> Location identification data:
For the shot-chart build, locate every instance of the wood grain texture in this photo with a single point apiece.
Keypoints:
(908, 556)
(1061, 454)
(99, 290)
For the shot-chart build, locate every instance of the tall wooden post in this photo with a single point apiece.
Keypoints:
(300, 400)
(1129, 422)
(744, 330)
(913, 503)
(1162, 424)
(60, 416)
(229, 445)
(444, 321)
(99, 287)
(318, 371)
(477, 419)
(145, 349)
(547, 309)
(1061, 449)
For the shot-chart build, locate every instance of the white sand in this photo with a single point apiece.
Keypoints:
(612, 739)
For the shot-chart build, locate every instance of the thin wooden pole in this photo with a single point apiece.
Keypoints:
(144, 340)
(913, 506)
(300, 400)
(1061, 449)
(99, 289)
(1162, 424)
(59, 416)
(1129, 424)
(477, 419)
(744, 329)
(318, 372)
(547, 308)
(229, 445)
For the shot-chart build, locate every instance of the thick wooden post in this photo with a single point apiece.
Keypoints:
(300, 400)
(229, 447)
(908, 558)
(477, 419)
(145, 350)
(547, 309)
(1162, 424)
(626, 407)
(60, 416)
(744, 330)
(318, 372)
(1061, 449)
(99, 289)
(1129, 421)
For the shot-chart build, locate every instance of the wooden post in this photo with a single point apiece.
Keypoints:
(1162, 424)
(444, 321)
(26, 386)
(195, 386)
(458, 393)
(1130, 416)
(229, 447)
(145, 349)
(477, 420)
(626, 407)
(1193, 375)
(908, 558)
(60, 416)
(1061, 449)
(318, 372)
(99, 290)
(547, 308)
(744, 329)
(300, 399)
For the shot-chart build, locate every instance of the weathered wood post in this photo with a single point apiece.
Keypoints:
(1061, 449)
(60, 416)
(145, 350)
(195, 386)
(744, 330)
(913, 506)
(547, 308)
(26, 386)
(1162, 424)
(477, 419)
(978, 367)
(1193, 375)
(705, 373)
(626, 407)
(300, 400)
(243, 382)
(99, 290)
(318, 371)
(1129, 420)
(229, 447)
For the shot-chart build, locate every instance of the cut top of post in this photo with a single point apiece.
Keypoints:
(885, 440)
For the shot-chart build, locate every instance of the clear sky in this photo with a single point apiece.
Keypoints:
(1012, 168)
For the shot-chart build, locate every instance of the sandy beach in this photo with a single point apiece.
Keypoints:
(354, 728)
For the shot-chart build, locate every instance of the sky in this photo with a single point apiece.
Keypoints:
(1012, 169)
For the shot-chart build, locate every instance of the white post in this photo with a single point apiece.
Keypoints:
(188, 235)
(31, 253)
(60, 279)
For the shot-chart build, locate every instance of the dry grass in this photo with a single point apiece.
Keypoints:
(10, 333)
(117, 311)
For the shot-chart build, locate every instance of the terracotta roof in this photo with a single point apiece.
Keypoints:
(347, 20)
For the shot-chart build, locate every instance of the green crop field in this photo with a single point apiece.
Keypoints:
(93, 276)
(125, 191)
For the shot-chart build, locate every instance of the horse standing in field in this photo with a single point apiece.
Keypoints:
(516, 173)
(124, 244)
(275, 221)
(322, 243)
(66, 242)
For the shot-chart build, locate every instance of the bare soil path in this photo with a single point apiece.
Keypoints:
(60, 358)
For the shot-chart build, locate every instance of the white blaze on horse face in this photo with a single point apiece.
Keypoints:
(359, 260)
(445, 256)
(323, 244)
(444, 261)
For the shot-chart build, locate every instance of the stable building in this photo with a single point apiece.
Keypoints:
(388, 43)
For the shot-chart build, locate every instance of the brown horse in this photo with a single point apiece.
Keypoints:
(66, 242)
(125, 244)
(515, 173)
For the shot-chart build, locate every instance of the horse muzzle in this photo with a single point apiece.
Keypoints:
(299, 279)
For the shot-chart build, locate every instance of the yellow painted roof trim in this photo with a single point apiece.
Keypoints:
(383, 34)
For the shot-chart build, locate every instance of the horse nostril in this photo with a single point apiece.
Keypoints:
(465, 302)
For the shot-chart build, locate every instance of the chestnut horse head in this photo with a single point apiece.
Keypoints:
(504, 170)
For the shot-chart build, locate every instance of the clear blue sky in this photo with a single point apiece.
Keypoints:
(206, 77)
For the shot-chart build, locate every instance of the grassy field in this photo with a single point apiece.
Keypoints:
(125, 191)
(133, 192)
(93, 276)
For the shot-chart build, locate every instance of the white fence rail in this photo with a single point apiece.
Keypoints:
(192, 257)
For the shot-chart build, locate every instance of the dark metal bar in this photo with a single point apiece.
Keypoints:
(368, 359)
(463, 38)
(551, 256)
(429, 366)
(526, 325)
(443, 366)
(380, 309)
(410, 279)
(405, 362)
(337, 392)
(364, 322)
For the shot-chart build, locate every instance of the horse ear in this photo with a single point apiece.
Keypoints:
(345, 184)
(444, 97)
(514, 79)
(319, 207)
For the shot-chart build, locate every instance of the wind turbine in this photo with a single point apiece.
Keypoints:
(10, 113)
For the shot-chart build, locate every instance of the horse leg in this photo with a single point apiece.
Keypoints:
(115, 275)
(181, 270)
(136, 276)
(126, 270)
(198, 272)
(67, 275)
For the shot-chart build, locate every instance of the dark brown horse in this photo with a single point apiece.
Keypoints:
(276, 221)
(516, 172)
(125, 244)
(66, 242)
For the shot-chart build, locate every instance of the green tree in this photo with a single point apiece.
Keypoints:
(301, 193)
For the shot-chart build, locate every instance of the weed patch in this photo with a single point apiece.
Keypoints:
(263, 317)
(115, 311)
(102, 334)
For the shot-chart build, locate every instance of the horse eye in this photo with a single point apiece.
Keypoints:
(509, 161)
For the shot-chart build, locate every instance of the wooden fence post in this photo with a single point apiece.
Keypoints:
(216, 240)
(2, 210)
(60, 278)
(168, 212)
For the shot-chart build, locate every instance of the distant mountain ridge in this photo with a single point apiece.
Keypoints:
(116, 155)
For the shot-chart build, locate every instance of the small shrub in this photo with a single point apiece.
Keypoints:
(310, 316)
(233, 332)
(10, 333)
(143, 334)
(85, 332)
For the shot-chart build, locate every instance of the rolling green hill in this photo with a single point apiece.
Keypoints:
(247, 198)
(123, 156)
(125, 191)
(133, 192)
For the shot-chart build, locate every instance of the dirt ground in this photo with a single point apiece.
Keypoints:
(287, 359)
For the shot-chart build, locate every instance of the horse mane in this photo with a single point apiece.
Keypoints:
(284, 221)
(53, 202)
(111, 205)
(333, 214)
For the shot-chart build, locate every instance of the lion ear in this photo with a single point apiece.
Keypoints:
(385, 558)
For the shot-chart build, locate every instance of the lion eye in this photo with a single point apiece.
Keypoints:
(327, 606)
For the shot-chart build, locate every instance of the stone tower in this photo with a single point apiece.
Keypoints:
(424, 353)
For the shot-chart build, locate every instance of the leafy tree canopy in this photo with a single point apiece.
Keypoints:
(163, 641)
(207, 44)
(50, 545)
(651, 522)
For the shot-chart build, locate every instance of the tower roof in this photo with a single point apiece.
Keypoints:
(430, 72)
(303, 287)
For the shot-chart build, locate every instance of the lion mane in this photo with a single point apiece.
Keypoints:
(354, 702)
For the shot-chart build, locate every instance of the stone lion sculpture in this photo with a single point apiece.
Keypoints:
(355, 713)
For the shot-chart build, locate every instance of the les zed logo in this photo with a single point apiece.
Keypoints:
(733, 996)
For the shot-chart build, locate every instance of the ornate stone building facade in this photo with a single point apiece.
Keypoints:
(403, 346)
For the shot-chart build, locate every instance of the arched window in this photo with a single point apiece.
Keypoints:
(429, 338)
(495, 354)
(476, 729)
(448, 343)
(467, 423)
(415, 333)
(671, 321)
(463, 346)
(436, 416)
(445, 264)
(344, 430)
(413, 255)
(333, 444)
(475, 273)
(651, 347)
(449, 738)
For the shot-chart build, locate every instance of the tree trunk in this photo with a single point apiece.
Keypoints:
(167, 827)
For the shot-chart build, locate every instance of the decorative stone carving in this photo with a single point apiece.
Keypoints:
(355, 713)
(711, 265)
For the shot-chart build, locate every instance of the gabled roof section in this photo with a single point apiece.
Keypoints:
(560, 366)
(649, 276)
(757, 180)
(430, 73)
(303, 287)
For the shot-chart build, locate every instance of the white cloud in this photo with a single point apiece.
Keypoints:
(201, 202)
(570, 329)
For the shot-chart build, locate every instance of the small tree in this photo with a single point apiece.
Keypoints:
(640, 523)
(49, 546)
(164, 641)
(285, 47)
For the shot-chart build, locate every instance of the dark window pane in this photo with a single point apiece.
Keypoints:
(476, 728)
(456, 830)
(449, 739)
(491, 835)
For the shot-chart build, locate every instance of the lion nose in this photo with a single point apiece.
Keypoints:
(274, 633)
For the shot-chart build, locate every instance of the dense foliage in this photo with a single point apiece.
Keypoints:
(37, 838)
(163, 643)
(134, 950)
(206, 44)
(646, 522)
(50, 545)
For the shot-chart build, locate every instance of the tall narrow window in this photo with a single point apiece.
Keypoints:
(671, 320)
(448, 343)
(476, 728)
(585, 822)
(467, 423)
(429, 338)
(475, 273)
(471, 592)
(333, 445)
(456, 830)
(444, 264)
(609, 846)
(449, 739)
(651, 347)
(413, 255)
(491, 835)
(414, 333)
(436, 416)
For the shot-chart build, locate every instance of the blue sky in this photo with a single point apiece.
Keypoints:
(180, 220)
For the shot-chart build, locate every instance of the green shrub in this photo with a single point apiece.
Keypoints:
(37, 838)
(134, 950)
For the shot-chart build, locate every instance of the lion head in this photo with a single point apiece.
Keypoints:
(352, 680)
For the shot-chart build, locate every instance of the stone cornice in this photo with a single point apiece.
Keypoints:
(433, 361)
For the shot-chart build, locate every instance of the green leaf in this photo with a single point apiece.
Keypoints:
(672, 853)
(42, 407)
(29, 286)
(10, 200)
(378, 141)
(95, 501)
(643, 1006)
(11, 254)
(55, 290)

> WRITTEN EXERCISE:
Copy the stretch of the data above from the line containing "the white sand" through the line containing "(1129, 421)", with both of those lines included.

> WRITTEN SOLUTION:
For the shot-chart build, locate every instance of the white sand in this photo with a single point apiece.
Keypoints:
(612, 739)
For the shot-chart build, locate every instance of the thin wooden pole in this photo with a single point apiece.
Keypoints:
(144, 340)
(913, 506)
(300, 400)
(1061, 449)
(99, 289)
(1162, 424)
(59, 416)
(1129, 424)
(477, 419)
(744, 329)
(318, 372)
(547, 308)
(229, 445)
For the shot-chart build, locate every instance of the thick wooden post in this photo with a single point apiece.
Keypoints:
(300, 400)
(229, 447)
(908, 558)
(477, 419)
(145, 350)
(547, 309)
(1162, 424)
(626, 407)
(60, 416)
(744, 330)
(318, 372)
(1061, 449)
(99, 289)
(1129, 421)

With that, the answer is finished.